== Segment start ==

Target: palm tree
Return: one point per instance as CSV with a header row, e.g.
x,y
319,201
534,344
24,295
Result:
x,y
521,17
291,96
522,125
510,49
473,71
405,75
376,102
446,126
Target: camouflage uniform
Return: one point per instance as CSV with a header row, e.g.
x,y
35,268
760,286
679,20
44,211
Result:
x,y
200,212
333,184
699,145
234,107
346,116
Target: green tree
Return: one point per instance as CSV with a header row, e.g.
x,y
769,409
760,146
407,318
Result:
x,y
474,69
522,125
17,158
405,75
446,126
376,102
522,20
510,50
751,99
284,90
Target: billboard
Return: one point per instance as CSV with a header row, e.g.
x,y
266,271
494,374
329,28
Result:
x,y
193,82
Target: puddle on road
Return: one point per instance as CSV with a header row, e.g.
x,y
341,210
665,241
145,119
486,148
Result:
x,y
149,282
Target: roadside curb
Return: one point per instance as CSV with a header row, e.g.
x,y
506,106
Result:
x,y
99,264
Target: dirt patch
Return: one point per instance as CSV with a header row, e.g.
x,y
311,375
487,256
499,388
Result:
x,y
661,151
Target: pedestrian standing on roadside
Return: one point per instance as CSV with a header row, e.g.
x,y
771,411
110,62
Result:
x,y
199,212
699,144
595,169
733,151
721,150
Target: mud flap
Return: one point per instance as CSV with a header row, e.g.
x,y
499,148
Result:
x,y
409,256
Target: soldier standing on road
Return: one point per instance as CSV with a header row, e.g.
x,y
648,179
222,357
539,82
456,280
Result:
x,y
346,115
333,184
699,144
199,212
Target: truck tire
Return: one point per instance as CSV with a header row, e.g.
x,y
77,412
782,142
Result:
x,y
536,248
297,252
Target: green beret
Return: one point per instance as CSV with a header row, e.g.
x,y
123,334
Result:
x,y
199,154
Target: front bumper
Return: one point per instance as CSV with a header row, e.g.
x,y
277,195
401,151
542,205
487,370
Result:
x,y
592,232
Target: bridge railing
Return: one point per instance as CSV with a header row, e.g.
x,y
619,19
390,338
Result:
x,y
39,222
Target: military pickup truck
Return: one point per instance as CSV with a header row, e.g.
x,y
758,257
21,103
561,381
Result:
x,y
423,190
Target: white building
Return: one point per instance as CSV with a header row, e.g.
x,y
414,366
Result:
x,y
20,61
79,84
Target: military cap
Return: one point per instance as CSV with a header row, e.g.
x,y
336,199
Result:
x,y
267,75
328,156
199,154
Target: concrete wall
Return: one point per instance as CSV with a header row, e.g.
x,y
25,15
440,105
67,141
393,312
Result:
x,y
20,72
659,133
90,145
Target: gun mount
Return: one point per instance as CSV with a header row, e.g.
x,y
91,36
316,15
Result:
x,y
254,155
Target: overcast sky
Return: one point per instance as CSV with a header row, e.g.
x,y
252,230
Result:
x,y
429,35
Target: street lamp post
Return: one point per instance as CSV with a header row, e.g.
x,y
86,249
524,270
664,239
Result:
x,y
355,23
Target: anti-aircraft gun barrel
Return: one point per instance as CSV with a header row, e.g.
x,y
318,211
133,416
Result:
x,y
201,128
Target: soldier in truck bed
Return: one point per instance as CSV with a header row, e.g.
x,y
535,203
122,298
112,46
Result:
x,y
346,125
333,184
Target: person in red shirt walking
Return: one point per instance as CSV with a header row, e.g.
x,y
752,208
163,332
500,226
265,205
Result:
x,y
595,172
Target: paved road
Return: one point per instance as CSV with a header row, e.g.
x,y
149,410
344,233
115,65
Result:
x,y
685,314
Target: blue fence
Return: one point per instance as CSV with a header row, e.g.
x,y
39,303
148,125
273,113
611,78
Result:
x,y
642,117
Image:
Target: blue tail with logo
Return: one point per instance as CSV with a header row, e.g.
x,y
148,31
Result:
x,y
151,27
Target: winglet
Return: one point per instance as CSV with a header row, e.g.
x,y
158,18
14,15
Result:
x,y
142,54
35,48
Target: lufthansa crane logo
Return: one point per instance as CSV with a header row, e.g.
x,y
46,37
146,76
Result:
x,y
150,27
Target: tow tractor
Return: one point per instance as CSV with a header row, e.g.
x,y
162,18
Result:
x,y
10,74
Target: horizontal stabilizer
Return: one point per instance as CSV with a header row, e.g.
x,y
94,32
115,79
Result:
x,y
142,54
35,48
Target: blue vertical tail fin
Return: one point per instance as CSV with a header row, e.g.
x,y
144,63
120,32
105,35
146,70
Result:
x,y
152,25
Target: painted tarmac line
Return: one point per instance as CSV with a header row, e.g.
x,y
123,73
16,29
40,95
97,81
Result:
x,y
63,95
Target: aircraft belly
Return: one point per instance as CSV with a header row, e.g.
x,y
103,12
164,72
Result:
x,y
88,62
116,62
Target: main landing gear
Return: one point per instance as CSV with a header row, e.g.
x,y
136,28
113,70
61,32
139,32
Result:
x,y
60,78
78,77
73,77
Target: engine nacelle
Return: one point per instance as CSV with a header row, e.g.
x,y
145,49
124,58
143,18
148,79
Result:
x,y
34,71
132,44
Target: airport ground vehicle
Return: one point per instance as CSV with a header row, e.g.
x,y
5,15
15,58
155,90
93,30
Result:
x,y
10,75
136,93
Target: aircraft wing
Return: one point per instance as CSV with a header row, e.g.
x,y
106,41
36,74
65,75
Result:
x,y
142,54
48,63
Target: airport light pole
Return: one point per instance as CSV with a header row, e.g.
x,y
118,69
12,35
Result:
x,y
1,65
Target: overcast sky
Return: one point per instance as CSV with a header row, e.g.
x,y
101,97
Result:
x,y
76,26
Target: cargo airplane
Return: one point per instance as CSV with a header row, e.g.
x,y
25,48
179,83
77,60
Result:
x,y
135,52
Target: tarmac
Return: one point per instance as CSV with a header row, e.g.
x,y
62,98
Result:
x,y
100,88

== Segment end ==

# What is required:
When the word "blue" appears in a line of the listing, copy that line.

# Result for this exercise:
Target: blue fence
Target: blue tail with logo
Target: blue vertical tail fin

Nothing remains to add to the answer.